BEGIN
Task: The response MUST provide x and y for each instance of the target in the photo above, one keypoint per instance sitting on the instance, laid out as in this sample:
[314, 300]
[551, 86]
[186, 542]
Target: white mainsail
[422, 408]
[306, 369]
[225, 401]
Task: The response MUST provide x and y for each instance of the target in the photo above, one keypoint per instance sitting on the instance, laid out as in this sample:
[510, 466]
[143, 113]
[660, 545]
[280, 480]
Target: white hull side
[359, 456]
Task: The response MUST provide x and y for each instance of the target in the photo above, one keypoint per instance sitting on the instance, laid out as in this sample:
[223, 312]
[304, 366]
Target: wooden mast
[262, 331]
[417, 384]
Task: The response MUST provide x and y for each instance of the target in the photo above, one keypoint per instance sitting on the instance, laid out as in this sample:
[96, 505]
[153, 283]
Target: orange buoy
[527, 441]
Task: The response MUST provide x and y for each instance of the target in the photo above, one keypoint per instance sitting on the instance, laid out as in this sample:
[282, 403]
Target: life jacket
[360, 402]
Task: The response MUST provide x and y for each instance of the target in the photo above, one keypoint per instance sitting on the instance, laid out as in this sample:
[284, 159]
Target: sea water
END
# Activity:
With the line that contains "Target: white mainsail" as the first and the final line of the data as the last, repeat every line in that span exactly.

# Exercise solution:
Target: white mainsail
[422, 408]
[306, 369]
[225, 401]
Task: The response MUST provide x and y for each instance of the target in the photo above, one keypoint per instance sitting on the instance, laid out as in this sample:
[510, 466]
[143, 113]
[660, 545]
[280, 480]
Target: white hull side
[359, 456]
Task: The response MUST provide x and y for each instance of the target in the photo above, one keypoint per instance sitting on the instance, laid out as in this sample:
[223, 312]
[304, 366]
Target: wooden mast
[262, 331]
[417, 384]
Task: The response MUST provide x and y for each instance of the target in the photo above, one keypoint per instance sitting on the instance, laid out as in this sample:
[96, 505]
[153, 283]
Target: orange buoy
[527, 441]
Task: The response MUST provide x and y for each instance of the target in the photo above, one keypoint per instance sitting on the instance, laid out as in this sample:
[282, 403]
Target: life jacket
[360, 402]
Task: The response MUST provide x and y for each instance of the target in the photo above, one keypoint per instance sitting on the instance, laid out as in this sample:
[284, 159]
Target: sea water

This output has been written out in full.